Retype the lines below word for word, beginning with the line that contains "Objective: locate each instance of the clock face" and continuing through the line that contains "(1246, 357)".

Extracted entries:
+--
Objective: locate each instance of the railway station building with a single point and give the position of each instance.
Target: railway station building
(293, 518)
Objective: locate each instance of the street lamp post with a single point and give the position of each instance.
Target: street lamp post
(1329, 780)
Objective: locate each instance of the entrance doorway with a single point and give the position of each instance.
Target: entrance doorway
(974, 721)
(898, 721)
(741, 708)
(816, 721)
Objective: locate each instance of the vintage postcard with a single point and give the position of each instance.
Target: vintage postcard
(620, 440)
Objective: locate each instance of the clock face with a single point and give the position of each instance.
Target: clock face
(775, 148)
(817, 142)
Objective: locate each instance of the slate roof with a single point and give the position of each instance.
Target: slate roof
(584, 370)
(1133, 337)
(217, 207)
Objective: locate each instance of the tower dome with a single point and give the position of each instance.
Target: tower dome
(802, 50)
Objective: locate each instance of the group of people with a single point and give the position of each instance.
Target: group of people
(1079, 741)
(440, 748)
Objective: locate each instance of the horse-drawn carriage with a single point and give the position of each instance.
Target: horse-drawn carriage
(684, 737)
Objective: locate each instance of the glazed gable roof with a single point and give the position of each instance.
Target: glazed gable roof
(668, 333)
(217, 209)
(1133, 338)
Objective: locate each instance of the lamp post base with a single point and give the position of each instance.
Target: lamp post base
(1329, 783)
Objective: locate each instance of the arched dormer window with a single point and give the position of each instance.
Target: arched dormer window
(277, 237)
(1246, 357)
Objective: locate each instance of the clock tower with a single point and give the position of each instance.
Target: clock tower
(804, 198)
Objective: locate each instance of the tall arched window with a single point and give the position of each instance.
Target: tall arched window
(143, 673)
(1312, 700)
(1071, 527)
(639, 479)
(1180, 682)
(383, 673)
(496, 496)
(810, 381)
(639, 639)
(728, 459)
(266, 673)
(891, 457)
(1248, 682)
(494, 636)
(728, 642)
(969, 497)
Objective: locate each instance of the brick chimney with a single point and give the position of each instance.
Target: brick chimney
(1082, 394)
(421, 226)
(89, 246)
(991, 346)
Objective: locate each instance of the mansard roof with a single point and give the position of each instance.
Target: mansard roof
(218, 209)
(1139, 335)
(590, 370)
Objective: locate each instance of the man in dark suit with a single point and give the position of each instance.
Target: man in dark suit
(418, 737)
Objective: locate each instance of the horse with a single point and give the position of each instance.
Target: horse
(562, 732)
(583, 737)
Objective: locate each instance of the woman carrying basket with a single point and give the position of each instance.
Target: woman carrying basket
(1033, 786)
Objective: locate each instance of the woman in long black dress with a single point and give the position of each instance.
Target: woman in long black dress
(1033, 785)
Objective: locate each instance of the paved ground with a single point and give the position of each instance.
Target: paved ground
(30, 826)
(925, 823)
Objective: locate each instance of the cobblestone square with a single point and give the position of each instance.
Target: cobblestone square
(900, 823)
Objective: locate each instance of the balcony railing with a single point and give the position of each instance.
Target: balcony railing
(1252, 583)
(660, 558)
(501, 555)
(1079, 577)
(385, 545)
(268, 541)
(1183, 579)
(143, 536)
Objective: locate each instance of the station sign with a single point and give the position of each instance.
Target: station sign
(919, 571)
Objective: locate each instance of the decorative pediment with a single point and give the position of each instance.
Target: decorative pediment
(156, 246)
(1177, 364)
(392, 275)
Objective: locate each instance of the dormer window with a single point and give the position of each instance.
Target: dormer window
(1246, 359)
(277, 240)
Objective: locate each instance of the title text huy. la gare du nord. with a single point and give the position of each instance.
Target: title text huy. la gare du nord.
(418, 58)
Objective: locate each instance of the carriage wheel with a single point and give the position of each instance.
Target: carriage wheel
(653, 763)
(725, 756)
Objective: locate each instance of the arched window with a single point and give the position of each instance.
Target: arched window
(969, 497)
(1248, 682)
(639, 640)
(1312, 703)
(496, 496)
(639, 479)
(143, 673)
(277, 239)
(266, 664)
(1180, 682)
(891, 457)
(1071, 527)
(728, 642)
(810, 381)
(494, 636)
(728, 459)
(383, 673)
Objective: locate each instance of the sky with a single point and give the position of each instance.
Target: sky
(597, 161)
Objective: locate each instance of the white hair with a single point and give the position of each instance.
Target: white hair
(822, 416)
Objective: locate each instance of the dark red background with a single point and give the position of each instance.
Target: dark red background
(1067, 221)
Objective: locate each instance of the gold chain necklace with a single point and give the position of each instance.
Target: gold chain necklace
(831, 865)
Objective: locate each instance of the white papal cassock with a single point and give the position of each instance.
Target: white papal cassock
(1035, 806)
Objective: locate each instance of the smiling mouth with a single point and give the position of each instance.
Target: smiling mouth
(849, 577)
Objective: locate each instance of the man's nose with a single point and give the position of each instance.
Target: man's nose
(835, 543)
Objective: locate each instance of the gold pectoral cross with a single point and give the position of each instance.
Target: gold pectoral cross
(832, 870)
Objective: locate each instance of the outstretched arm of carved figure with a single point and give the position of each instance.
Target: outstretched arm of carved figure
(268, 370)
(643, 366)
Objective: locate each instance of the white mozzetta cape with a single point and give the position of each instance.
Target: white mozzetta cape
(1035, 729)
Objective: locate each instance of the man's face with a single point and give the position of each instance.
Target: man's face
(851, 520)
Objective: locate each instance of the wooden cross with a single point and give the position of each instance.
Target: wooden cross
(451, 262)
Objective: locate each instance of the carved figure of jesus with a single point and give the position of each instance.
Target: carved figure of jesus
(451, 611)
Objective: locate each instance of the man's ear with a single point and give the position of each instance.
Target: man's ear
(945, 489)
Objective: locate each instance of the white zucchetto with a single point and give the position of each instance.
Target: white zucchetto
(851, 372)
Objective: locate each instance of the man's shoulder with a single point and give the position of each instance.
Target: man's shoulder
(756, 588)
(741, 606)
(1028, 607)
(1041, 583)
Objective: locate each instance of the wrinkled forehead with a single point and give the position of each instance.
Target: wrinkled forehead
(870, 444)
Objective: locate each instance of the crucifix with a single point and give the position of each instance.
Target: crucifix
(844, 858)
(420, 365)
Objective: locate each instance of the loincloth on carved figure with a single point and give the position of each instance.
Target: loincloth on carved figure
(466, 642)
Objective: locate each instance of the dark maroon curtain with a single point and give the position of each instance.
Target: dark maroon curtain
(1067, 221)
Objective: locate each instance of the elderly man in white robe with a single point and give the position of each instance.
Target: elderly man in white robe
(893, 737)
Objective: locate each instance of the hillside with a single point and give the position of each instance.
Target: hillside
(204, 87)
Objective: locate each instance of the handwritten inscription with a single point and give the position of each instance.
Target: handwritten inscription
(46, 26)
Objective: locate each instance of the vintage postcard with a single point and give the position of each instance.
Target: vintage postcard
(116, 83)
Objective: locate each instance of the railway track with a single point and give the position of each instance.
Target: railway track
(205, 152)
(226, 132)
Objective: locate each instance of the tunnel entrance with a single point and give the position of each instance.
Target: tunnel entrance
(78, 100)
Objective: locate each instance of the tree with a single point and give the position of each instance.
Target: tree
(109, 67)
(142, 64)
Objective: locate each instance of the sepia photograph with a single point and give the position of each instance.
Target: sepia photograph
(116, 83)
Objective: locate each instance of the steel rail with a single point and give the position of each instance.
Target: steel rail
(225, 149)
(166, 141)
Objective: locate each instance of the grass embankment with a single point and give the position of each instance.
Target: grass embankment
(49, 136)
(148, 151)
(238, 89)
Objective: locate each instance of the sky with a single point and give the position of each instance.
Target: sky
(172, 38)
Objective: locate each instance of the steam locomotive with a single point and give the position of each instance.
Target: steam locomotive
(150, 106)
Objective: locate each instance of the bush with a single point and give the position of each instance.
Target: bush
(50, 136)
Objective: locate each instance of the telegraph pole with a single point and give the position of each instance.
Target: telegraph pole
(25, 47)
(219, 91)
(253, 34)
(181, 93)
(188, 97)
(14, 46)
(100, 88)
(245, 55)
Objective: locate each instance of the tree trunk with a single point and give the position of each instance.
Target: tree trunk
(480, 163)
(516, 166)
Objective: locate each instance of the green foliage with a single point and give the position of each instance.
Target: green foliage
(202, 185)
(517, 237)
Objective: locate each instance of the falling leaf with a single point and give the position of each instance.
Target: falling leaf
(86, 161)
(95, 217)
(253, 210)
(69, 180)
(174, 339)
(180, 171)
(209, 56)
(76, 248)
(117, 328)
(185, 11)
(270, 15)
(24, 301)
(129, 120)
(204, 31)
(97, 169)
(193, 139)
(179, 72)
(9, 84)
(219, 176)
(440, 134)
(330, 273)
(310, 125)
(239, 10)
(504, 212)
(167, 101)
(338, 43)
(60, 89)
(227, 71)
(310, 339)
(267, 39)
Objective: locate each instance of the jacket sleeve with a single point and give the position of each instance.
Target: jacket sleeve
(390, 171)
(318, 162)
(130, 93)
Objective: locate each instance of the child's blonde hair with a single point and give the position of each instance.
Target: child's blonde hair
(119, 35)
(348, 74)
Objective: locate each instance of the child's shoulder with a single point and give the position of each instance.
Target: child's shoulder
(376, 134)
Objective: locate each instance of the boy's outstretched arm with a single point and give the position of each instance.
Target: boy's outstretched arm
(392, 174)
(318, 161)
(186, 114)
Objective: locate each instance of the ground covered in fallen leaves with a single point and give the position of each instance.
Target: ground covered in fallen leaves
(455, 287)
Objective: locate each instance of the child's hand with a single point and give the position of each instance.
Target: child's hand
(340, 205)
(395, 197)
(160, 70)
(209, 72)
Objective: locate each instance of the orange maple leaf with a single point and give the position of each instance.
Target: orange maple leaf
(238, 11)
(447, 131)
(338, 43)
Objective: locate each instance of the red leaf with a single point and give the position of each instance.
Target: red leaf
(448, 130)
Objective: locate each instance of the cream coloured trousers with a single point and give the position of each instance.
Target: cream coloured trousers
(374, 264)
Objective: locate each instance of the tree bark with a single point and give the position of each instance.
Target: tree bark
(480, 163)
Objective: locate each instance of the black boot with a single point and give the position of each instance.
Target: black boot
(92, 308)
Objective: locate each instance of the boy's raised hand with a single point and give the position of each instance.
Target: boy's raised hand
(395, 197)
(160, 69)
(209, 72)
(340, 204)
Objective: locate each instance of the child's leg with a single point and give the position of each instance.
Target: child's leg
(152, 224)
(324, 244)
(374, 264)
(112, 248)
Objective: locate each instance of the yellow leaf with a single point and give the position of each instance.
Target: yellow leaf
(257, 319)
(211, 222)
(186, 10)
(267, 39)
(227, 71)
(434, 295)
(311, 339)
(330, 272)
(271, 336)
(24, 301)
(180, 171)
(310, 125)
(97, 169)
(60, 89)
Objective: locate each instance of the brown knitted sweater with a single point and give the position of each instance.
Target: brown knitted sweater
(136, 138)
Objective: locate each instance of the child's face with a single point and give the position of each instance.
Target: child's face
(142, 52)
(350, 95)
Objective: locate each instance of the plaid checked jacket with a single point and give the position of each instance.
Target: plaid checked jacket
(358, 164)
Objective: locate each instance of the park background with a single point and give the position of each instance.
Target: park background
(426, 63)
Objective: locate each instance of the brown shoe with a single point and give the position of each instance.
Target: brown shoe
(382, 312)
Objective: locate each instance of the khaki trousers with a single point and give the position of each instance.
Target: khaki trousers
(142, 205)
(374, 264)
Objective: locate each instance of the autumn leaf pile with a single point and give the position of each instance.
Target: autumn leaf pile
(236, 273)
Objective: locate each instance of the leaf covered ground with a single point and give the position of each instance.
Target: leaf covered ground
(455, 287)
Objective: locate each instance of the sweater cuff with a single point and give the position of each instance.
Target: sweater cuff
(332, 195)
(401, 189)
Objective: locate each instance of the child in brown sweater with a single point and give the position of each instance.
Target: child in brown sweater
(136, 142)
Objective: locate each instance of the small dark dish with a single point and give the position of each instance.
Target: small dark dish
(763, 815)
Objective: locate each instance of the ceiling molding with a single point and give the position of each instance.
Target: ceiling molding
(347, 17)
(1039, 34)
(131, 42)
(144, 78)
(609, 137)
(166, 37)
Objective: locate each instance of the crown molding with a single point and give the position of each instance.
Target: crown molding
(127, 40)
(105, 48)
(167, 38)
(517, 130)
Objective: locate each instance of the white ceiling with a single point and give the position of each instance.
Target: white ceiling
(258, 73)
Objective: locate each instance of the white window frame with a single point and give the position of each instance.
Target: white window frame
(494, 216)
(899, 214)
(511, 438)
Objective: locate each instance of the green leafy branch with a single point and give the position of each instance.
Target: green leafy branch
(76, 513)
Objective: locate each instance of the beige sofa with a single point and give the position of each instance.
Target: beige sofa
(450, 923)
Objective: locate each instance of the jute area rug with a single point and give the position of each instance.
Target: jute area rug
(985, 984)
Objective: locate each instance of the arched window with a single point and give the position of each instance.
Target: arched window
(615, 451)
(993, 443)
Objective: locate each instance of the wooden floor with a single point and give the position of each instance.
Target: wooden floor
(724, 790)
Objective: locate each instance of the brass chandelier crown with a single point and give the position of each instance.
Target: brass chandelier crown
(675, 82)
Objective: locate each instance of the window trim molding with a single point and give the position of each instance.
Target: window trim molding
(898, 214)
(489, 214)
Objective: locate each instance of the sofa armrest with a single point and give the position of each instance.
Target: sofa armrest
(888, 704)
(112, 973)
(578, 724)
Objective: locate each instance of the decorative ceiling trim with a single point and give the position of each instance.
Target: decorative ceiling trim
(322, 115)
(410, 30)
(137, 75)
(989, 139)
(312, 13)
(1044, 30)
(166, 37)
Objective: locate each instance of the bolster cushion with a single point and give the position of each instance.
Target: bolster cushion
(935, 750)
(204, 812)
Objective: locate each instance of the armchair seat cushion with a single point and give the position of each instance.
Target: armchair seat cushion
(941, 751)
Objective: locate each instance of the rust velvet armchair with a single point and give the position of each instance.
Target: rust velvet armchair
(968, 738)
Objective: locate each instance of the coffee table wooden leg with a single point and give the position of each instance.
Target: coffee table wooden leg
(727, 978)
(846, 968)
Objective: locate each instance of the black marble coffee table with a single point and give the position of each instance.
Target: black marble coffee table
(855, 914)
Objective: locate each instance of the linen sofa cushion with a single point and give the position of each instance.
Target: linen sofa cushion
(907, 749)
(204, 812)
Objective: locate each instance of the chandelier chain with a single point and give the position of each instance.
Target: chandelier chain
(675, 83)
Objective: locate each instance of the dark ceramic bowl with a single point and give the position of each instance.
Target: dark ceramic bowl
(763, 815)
+--
- _Written response_:
Objective: locate each instance of the clock face with a single point and give the position of each instance.
Target: clock face
(775, 148)
(817, 142)
Objective: locate each instance of the slate roof with a single point and give the position of each instance.
Target: slate roof
(584, 370)
(1133, 337)
(217, 207)
Objective: locate each instance of the tower dome with a single point and give the position of each instance.
Target: tower dome
(802, 50)
Objective: locate each instance of the group of people with a single point and give the position of each instance.
Target: group of people
(1079, 741)
(440, 748)
Objective: locate each instance of the horse-drawn carriage with a single point and give the position of each instance.
Target: horse-drawn carriage
(684, 737)
Objective: locate each instance of the glazed gable roof with a single point and give the position of each instance.
Target: glazed gable roof
(668, 333)
(217, 209)
(1133, 338)
Objective: locate each instance of the lamp post base with a single point and give the position of each instance.
Target: lamp post base
(1329, 783)
Objective: locate each instance of the arched dormer window with a single point and give the position of each instance.
Target: arched dormer window
(277, 237)
(1246, 357)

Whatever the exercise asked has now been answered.